> _Work to be completed_:
State how many lines of the material below contain the word "street", giving only the number.

## Start

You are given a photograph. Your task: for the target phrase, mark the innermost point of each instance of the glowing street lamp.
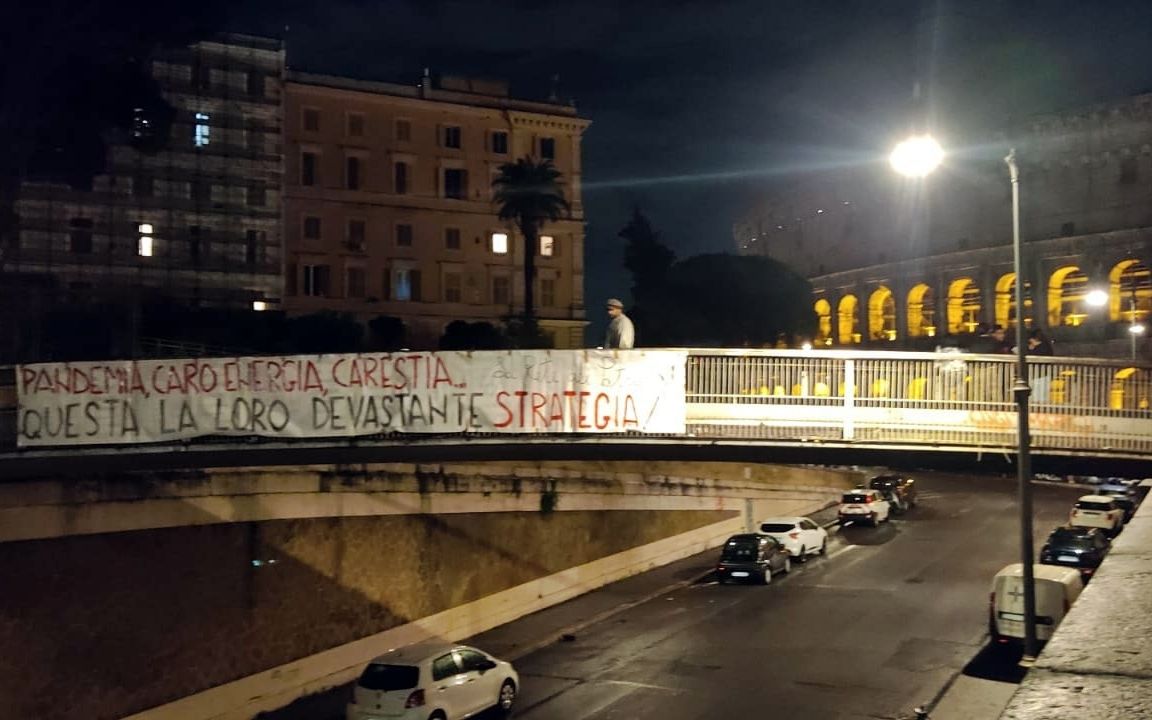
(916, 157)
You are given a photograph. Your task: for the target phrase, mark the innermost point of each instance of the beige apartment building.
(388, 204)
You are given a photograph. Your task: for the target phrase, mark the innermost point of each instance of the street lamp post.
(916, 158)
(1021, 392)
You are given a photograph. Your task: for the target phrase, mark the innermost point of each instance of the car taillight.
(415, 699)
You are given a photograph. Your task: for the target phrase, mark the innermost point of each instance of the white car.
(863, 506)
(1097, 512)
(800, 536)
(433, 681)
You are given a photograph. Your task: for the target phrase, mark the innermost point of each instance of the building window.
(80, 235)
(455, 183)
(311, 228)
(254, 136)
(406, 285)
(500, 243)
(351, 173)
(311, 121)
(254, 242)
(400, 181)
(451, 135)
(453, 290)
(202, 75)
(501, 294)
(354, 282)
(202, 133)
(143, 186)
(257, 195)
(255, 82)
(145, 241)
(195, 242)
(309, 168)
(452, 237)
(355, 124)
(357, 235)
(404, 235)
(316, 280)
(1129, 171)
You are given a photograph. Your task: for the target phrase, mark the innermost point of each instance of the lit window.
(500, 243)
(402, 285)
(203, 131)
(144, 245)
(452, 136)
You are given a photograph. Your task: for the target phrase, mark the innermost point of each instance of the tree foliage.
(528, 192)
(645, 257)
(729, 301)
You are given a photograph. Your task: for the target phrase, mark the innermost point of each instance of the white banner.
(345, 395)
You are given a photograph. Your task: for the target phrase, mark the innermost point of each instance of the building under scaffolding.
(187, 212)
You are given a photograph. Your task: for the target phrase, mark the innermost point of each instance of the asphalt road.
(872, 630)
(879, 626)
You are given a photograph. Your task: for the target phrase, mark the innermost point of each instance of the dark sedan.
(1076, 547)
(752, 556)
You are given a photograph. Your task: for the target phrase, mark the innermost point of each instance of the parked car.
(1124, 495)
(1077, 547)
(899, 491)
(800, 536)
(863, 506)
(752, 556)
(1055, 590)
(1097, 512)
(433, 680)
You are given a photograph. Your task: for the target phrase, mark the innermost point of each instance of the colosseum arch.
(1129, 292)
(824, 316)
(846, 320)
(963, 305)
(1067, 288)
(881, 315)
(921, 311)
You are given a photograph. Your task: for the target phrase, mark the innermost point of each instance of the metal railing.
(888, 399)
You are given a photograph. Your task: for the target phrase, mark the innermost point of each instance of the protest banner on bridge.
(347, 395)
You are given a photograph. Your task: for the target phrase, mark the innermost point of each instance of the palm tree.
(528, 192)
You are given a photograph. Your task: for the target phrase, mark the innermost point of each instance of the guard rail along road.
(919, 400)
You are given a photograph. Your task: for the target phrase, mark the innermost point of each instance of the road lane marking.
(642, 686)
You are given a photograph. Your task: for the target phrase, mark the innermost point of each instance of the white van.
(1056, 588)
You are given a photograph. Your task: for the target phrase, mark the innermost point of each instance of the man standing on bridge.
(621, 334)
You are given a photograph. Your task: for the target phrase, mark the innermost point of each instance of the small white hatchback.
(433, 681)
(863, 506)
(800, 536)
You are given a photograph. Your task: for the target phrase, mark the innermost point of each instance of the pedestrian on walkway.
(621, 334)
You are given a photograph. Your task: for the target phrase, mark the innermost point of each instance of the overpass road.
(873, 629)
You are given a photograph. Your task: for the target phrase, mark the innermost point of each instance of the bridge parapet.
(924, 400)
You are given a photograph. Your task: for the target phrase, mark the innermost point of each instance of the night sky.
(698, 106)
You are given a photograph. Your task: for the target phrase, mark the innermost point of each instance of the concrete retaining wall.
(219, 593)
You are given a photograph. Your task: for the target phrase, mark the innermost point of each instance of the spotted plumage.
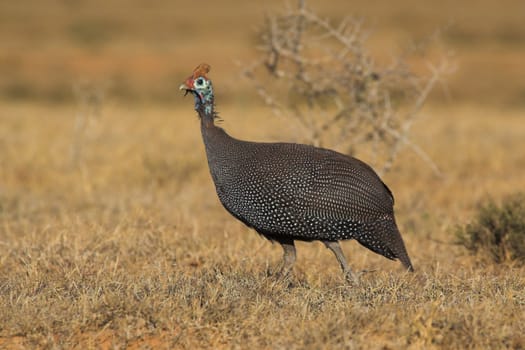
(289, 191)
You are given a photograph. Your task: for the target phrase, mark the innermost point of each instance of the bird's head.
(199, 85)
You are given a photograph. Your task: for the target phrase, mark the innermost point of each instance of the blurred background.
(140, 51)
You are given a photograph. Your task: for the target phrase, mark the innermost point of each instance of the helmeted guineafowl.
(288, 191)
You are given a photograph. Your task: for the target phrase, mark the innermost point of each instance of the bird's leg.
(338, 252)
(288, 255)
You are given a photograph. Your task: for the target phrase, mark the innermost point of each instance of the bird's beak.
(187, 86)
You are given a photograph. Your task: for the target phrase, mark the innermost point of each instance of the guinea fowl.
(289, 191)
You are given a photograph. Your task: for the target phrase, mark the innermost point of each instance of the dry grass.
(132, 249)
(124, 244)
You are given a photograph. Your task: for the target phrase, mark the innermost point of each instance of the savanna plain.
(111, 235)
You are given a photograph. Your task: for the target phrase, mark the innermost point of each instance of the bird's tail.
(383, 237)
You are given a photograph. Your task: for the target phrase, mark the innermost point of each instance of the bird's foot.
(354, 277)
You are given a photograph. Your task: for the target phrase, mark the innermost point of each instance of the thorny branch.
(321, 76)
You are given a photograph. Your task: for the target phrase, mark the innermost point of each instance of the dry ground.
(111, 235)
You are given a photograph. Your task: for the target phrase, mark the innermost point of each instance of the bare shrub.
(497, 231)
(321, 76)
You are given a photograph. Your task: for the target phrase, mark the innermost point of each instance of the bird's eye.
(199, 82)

## End
## Start

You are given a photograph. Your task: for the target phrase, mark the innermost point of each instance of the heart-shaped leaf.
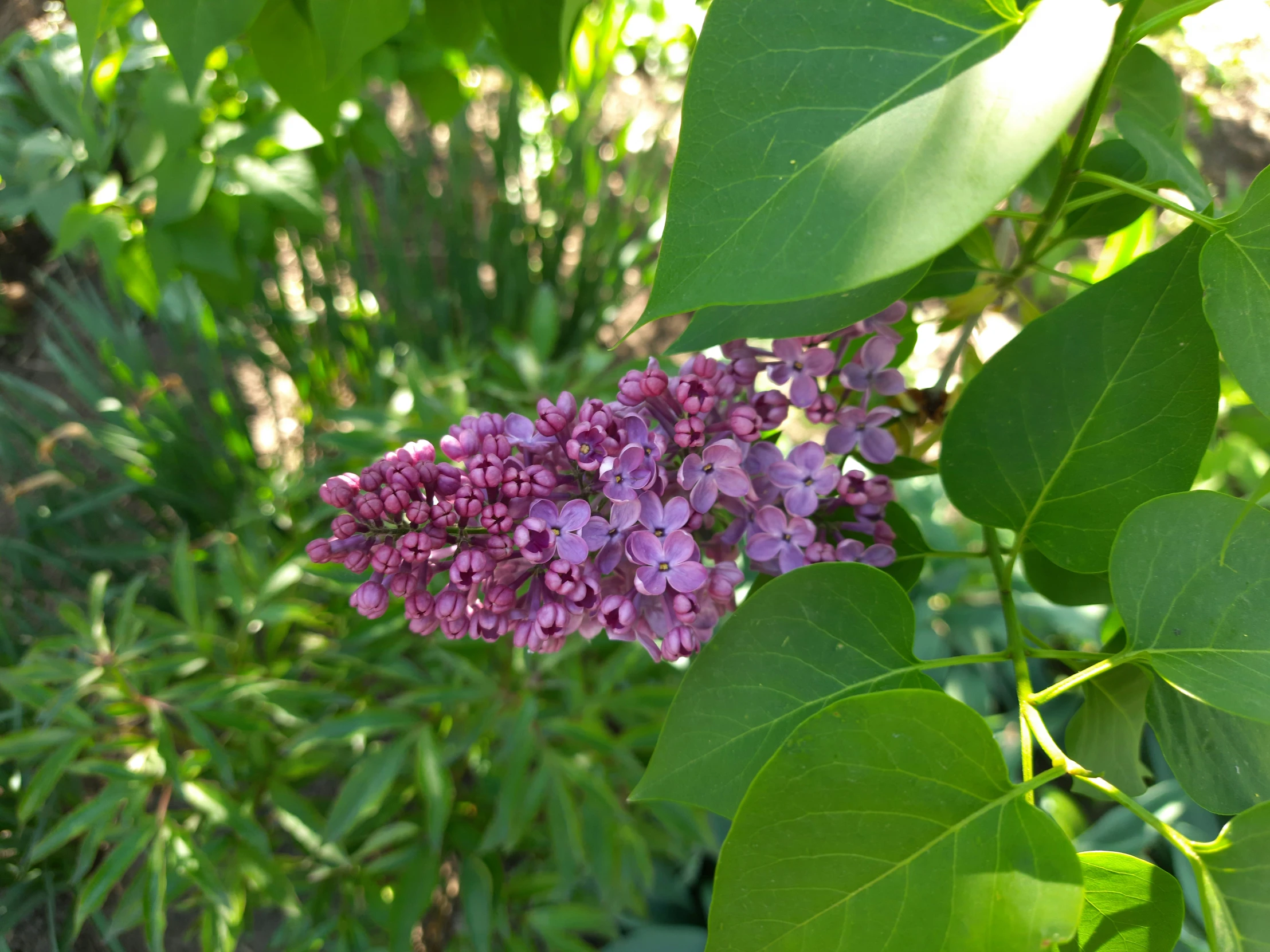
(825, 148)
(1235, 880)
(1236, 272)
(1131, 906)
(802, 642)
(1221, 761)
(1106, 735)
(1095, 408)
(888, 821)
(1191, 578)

## End
## Start

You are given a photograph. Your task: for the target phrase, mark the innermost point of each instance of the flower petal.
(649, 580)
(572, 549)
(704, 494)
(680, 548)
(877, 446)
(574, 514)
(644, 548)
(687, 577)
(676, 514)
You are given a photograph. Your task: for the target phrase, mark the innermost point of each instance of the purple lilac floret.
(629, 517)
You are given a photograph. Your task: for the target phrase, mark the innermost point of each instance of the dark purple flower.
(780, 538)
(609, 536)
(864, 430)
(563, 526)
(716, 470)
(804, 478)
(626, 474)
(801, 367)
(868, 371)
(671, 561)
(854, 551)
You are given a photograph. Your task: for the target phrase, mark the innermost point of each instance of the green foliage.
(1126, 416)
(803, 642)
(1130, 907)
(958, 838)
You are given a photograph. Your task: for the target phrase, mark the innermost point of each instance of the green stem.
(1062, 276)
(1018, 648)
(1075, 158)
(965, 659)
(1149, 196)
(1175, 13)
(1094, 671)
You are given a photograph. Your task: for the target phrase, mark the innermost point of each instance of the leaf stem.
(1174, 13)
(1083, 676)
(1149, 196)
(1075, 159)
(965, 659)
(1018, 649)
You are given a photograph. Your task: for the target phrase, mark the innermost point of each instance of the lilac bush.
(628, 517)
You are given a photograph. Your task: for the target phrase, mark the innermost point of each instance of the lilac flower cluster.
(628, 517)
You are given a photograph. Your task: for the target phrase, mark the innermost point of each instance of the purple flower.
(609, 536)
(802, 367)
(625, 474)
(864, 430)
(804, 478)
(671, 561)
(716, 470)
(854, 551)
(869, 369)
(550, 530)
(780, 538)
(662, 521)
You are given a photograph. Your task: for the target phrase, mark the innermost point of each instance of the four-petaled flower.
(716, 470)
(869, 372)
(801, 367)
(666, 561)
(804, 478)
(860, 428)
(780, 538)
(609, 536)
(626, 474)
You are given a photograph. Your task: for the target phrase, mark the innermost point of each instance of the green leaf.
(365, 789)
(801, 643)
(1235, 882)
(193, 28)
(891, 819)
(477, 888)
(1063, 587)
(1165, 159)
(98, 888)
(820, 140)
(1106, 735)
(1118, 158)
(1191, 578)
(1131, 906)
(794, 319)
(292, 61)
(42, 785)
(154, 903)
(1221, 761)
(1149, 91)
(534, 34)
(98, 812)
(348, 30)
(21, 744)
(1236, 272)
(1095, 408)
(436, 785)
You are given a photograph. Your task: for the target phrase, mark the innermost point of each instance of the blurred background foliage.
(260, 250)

## End

> _Written solution_:
2